■ TASK DESCRIPTION
Begin at the first line of the listing and stop after the line that contains "point(463, 546)". Please copy every line in that span, scaling each coordinate in the answers by 2.3 and rounding to whole numbers with halves rounded up, and leave all other text unchanged.

[Object point labels]
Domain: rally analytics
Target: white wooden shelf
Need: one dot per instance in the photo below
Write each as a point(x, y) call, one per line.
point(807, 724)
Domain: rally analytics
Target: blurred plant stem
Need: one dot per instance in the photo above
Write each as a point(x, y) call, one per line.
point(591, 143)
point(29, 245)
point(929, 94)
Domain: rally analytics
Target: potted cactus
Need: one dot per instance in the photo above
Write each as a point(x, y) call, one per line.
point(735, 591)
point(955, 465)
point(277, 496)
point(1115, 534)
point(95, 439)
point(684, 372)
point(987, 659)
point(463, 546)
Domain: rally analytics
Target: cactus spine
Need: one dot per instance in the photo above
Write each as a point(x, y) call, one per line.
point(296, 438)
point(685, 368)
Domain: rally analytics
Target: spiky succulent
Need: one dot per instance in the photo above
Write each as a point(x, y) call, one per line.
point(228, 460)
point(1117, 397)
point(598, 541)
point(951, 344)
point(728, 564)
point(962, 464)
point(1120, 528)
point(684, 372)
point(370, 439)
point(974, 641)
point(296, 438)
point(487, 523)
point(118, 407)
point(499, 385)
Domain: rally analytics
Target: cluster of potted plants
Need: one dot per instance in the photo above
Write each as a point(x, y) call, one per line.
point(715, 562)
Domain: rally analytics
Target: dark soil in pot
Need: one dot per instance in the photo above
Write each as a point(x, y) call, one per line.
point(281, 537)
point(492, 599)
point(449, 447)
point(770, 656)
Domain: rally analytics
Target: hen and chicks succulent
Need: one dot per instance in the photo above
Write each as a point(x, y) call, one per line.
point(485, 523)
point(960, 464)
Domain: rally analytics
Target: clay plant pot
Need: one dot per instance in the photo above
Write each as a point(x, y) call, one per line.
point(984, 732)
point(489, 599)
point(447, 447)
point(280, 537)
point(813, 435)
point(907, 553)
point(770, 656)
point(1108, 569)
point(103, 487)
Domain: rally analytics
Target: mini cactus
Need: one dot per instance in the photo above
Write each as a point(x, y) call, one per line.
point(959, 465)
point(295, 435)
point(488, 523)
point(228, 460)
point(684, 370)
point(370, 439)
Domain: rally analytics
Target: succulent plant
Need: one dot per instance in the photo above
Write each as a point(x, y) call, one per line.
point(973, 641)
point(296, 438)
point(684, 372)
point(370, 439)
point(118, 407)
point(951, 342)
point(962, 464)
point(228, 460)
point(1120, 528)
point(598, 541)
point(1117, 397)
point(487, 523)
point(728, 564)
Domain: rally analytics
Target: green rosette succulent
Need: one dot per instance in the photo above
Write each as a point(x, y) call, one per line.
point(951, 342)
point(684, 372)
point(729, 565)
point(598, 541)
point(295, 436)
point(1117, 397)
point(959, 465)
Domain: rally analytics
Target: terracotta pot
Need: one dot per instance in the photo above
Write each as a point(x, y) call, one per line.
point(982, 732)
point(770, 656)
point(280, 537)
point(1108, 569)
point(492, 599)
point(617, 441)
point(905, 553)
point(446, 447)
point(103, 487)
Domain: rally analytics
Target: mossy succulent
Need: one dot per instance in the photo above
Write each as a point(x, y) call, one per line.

■ TASK OUTPUT
Domain: rally analytics
Target: white wooden shelf
Need: one dot per instance in the photo below
Write each as a point(x, y) call, one per line.
point(1856, 1665)
Domain: rally analytics
Target: blurred plant stem
Need: one dot per instance in the photo above
Write each as a point(x, y) call, one per line.
point(1359, 329)
point(67, 564)
point(2137, 216)
Domain: rally analytics
Target: potted cactus
Need: one dot per instance in the photo above
Write each as a point(x, y) call, one per line.
point(1691, 1359)
point(2197, 1070)
point(637, 1141)
point(2565, 1228)
point(219, 1010)
point(1573, 856)
point(2270, 1516)
point(1065, 1256)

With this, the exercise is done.